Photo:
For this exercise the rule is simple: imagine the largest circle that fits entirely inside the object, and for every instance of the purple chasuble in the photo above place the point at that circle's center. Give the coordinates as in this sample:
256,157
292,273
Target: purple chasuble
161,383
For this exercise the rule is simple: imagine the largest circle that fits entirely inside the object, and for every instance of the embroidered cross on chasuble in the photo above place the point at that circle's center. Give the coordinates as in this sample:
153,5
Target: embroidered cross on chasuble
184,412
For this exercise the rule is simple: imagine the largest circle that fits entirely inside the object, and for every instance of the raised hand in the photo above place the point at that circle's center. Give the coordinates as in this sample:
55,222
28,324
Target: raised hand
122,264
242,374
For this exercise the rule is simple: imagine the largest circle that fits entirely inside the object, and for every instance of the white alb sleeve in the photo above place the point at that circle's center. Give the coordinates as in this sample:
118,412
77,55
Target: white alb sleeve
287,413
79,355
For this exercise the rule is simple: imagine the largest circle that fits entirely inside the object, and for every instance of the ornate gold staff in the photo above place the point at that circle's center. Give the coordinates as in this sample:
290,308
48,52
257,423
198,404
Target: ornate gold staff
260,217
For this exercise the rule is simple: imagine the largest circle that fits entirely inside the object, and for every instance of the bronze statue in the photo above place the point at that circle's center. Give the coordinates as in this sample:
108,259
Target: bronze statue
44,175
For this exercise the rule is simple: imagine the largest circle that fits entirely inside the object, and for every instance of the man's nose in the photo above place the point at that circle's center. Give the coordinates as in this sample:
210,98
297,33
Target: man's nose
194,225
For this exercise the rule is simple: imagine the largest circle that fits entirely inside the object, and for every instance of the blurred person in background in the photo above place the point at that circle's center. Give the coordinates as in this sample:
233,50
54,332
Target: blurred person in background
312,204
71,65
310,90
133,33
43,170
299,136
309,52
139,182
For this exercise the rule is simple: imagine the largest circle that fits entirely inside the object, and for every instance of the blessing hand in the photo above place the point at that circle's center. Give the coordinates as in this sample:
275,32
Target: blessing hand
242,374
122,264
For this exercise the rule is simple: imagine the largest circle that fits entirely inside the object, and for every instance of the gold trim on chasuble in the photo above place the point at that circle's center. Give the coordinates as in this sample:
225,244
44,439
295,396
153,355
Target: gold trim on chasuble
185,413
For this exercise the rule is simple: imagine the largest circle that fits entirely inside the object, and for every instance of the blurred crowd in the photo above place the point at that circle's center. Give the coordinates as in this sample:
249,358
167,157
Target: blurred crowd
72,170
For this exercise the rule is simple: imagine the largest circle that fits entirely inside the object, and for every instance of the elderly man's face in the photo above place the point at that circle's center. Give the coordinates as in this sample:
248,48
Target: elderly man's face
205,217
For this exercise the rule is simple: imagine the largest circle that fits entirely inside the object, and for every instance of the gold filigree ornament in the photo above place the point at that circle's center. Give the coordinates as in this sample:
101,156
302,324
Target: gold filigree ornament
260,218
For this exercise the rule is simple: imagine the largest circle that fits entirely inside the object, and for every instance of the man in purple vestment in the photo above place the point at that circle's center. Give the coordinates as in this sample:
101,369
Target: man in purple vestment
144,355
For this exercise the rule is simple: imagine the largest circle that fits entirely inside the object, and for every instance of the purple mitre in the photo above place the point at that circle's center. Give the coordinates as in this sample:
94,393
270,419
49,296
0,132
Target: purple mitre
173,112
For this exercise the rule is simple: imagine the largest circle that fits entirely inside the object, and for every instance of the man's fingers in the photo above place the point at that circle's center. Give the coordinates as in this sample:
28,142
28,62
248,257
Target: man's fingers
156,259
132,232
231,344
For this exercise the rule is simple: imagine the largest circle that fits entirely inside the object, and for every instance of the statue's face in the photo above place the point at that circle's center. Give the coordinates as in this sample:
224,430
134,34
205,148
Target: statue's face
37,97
|---|
Reproduce every item above verbatim, keeping the original order and line breaks.

Task output —
Photo:
For this exercise the rule is simple: imagine the largest circle that fits entirely inside the object, and for every instance of the purple chasuble in the photo above place the point at that circle's center. Give the coordinates as in this sample:
256,157
292,273
Target: purple chasuble
161,383
For this exercise the rule is simple: imagine the largest circle that fits entirely inside the object, and for every instance of the embroidered cross on chasuble in the photo above place the point at that circle's center. Give the coordinates as in this sample:
153,5
Target: embroidered cross on chasuble
184,412
For this exercise the rule is simple: imagine the largest circle that fits entirely inside the object, and for every instance of the raised hand in the photo above place the point at that circle's center. Give the coordinates as in this sample:
55,222
28,324
Target: raised hand
122,264
242,374
For this exercise the rule is simple: imagine the largest circle that fits entirely inside the object, and for every instance of the white alb sleeve in the photo above place the point at that circle's center. Give the coordinates as in this sample:
118,412
77,55
Target: white alb sleeve
287,413
79,355
For this exercise the rule is simple: imagine the largest circle that fits entirely inside the object, and for every instance of the ornate gold staff in the photo above place the point at that circle's center. Give the coordinates as in this sample:
290,308
48,52
257,423
198,404
Target: ornate gold staff
260,217
For this exercise the rule is simple: imagine the largest circle that fits entirely inside the object, and for every instance of the bronze statue in the photo above place the point at that circle's center. Give the coordinates as in this sample:
108,259
Target: bronze statue
44,175
For this exercise the rule is simple: imagine the largest circle that fits entirely inside the object, and for every instance of the man's nose in the photo above place the point at that circle's center. Give the coordinates as in this sample:
210,98
297,33
Target: man's nose
194,225
For this exercise the rule is simple: imagine the largest circle that fits entirely inside the object, and for every instance of the blurred person in background in the photo above place the point at that circle's center. Give the coordinates as in this sample:
233,50
54,332
Target: blurred person in background
312,204
71,65
310,90
133,33
43,170
299,136
309,52
139,182
For this exercise the rule is simple: imagine the largest circle that fits entirely inside the object, and for every instance of the blessing hand in the photo above place the point at that circle's center. Give the coordinates as in this sample:
275,32
Target: blessing hand
242,374
122,264
For this exercise the rule is simple: imagine the largest circle that fits entirely inside the object, and for every instance of the gold trim on chasuble in the photo above place the point at that circle's center. Give the coordinates as in this sample:
225,244
44,439
295,396
153,355
Target: gold trim on chasuble
185,413
For this exercise the rule is simple: imagine the largest circle that fits entirely inside the object, and for every instance of the blurred crowd in the photo above place the point at that circle's center. Give the coordinates as in this sample:
249,358
167,157
Target: blurred crowd
72,170
For this exercise the rule is simple: imagine the largest circle that fits entirely inside the object, and for every instance of the elderly man's face in the photo above place the point at that circle's center. Give the coordinates as in this sample:
248,48
Target: elderly man's face
205,217
For this exercise the rule is simple: imagine the largest circle that fits entirely inside the object, and for every instance of the gold filigree ornament in the photo above place the point at that circle's center. Give the coordinates as in this sample:
101,156
302,324
Target: gold filigree ornament
260,218
For this exercise the rule is simple: imagine the largest circle that fits entirely inside the object, and for every instance of the man in purple vestment in the photo above place the point at that circle's center. Give the coordinates as in this sample:
101,369
Target: man in purple vestment
144,355
For this exercise the rule is simple: imagine the largest circle that fits entirely inside the object, and for every instance of the purple mitre in the photo above place the point at that circle's center. Give the coordinates as in this sample:
94,393
270,419
49,296
0,132
Target: purple mitre
173,112
For this exercise the rule is simple: imagine the largest circle that fits entirely inside the object, and for every instance of the man's fingers in the photo above place the point at that circle's center. Give the coordinates as in this sample:
28,142
28,62
248,257
Target: man's fingers
156,259
132,232
231,344
For this exercise the rule is simple: imagine the largest circle that fits entirely inside the object, and for every instance of the statue's face in the photo above place the point at that circle's center. Give the coordinates as in this sample:
224,430
134,34
205,148
Target: statue's face
37,97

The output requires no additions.